* BEGIN Rows *

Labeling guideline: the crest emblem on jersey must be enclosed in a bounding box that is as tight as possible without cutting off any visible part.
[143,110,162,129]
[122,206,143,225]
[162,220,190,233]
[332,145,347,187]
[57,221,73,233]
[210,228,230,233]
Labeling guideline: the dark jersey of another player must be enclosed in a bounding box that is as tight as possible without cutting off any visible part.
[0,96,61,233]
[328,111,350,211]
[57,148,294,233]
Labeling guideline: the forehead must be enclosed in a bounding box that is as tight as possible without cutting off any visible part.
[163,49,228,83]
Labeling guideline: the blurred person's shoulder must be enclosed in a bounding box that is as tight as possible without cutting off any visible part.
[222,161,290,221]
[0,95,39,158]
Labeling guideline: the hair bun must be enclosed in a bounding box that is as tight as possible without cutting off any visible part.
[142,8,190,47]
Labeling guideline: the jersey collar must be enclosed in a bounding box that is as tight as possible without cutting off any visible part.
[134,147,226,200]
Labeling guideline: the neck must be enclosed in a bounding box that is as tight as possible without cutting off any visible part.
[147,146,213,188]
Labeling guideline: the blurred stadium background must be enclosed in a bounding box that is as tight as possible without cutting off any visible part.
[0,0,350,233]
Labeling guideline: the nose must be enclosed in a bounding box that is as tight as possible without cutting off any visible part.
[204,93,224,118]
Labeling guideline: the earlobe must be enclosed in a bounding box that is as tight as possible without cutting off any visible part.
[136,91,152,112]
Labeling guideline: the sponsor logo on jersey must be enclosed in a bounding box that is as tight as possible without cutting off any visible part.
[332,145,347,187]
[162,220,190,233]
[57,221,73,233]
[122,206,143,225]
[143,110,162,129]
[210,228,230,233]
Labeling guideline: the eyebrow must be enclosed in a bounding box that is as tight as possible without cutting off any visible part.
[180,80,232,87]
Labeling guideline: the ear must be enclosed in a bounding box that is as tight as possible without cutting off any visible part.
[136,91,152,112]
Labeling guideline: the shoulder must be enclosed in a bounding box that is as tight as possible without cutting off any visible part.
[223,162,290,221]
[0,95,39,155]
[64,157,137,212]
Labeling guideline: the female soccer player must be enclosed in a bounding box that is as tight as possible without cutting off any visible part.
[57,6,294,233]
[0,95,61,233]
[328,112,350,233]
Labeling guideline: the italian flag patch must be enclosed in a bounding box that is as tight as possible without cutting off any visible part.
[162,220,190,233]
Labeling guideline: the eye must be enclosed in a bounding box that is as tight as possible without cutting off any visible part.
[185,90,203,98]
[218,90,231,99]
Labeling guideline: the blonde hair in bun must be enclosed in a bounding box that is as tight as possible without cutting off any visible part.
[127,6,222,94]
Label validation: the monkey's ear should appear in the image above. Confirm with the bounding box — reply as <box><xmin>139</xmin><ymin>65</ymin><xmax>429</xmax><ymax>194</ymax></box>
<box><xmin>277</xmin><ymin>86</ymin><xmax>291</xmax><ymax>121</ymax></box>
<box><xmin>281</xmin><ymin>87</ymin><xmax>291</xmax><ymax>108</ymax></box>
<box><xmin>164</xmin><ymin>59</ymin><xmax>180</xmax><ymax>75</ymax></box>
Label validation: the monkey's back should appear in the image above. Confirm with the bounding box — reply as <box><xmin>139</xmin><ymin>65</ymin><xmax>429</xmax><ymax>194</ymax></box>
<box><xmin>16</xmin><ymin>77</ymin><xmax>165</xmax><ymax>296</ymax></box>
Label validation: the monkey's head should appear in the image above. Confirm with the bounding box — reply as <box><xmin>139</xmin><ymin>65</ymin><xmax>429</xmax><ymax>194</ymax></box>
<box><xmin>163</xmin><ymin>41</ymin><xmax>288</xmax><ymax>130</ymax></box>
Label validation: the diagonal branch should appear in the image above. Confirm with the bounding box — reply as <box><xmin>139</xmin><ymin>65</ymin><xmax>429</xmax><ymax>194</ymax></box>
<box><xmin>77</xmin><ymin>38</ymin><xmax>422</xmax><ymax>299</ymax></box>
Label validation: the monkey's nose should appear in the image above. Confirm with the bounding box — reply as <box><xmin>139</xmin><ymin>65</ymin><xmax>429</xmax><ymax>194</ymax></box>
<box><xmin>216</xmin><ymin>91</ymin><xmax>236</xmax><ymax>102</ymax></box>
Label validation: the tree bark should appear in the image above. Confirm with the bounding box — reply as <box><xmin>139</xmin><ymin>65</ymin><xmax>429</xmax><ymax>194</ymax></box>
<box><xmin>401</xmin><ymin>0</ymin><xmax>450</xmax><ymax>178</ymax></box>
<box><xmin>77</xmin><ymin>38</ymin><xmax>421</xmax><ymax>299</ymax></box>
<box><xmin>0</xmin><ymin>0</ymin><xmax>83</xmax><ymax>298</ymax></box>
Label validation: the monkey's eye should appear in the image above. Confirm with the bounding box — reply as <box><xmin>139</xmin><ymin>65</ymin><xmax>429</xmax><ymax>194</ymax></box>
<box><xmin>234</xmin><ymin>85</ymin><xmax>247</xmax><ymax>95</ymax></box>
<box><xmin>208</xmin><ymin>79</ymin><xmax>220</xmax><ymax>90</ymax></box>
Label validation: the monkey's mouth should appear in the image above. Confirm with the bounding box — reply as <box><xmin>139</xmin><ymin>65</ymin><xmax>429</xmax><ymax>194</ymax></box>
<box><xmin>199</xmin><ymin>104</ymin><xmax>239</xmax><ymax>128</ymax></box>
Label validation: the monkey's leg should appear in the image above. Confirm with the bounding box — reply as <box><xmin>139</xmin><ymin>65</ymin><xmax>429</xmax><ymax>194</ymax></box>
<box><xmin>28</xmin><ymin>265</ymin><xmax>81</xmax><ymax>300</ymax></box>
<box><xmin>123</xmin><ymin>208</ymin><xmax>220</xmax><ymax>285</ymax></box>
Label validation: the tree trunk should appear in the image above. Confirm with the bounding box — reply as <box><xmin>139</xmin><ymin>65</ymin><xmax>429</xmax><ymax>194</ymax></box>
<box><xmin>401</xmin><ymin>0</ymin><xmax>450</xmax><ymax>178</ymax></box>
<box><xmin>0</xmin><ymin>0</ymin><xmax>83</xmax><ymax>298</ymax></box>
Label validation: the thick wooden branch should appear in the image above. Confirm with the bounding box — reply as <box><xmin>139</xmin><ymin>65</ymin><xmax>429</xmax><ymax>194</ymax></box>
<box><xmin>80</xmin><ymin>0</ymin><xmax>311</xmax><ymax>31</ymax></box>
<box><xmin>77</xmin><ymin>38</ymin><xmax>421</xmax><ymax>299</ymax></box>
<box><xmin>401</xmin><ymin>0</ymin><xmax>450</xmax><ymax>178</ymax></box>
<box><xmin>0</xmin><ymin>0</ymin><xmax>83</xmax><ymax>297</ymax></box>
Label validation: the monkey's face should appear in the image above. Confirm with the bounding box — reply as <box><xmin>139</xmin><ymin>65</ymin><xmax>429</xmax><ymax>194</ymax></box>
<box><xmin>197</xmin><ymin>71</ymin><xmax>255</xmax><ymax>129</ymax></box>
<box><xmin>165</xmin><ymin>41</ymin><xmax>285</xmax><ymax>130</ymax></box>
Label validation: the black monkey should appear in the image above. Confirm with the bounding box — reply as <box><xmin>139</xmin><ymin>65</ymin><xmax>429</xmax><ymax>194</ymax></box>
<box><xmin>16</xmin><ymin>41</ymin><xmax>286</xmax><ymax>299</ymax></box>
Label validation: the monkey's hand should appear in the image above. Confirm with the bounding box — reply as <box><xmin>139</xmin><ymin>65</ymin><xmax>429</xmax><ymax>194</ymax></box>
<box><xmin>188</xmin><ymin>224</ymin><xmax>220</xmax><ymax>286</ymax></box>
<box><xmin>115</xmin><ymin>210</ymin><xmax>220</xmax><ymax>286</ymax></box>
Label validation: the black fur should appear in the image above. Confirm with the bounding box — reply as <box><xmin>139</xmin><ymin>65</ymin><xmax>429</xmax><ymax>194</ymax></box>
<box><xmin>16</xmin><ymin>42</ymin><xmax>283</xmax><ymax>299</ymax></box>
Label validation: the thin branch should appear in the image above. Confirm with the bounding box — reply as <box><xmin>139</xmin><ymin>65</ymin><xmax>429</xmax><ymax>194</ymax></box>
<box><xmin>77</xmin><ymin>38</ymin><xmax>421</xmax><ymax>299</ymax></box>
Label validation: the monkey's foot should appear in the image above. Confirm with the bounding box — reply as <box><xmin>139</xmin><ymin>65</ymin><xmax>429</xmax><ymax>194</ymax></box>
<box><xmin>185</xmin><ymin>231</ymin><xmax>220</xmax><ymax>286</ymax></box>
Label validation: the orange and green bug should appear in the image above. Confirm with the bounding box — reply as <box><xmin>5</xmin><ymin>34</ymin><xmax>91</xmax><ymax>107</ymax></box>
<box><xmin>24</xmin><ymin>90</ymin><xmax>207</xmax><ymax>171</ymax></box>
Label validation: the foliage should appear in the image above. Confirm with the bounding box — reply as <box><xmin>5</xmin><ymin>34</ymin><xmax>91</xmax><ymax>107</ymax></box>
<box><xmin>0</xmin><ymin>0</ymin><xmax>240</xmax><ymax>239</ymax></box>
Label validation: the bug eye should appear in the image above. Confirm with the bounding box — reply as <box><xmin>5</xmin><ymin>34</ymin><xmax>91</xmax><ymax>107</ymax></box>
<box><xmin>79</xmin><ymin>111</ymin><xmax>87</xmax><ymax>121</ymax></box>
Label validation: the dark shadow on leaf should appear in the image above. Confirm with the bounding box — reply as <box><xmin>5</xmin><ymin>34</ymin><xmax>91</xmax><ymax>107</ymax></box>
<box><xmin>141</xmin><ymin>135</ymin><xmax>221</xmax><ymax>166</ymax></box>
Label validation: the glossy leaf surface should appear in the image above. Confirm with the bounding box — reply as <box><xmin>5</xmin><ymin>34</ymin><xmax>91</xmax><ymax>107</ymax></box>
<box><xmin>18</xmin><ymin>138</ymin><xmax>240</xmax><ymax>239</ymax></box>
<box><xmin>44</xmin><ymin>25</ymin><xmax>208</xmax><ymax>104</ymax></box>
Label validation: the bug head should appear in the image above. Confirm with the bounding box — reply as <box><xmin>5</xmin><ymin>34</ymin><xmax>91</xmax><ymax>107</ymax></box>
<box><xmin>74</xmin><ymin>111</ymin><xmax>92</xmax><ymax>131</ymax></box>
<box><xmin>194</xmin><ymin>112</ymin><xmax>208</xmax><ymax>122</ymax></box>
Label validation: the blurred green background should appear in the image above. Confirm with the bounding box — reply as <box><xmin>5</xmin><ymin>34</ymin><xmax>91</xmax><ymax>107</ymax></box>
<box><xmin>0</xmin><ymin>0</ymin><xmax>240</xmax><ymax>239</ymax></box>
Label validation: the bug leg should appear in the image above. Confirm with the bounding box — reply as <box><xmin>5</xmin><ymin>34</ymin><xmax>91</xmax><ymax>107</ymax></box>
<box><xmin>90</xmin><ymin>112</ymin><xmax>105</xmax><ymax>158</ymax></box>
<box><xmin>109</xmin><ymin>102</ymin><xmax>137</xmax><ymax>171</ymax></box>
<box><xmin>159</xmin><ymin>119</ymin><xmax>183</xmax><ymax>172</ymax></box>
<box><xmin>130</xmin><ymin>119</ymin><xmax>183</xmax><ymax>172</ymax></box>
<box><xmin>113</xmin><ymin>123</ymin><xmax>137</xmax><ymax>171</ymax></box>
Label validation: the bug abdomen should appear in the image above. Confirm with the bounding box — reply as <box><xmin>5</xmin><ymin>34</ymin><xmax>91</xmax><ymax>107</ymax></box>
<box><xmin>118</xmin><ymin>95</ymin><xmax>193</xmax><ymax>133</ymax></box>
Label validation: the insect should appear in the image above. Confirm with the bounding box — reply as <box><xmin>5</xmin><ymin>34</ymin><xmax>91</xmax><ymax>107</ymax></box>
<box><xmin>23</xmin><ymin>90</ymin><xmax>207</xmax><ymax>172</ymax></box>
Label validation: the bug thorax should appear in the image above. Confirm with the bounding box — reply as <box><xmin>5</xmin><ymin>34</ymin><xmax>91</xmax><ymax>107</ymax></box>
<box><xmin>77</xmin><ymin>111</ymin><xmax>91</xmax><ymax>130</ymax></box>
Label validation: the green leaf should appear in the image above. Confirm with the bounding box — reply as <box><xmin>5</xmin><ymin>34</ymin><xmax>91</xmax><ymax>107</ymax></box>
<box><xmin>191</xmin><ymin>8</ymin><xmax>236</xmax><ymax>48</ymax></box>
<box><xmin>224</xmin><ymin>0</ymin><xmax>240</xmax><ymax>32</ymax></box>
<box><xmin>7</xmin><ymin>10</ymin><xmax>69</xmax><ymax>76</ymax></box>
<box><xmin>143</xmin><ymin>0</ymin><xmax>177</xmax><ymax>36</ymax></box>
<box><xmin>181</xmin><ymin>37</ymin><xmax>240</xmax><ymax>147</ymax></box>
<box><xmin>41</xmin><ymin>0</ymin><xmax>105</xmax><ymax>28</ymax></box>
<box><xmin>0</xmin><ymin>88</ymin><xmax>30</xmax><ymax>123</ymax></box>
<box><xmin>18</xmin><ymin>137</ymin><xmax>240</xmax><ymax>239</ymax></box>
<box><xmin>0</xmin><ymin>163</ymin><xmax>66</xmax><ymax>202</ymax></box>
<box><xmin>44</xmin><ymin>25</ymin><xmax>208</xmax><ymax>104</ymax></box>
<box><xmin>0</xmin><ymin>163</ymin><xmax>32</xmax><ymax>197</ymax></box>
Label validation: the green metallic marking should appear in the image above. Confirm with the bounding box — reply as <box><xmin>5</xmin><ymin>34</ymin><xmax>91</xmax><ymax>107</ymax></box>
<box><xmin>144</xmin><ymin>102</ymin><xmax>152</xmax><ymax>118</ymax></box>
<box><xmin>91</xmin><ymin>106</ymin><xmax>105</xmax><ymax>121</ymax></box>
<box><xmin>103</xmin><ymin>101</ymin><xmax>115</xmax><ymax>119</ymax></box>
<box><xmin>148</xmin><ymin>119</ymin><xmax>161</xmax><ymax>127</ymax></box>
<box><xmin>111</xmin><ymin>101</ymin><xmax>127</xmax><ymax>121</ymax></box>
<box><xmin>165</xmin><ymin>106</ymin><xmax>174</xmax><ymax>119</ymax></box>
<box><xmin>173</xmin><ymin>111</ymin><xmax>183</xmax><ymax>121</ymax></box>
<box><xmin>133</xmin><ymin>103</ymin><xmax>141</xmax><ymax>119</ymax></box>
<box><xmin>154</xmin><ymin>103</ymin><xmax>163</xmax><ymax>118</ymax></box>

* END Rows *

**Aim**
Rewrite the items above, starting with the line that contains "Labeling guideline: the eyebrow" and going on through the line that contains "[218,90,231,99]", with all other text left unchanged. In the answers, multiply each bounding-box coordinate by 1.95 and round it to a whole number, with halves rounded up.

**Response below**
Labeling guideline: the eyebrow must be enclosed in a bounding box that is as tight as possible without cutting off any visible part.
[351,156,452,170]
Labeling guideline: the ear must be enclosed in a bounding box that is as tight as possible without cutting off any visible part.
[265,177,296,218]
Labeling guideline: the shoulder must be enclosed in a bounding box that is as tight as possible without cutting off any visible part.
[435,316,566,431]
[0,185,76,302]
[125,306,267,413]
Labeling guideline: the female soccer player must be enclosed in a bounding box that is as tight as possible without cutting off any visible part.
[111,12,573,454]
[0,185,119,454]
[640,218,683,454]
Labeling guideline: the italian flag patch must be enclosed in a bounding box that is as tight as possible without cutting off any visible part.
[316,429,371,454]
Labeling guideline: the eye must be enclosed in a bounding box that is as tight as possible without cutting off any visible part.
[361,176,396,191]
[425,176,450,193]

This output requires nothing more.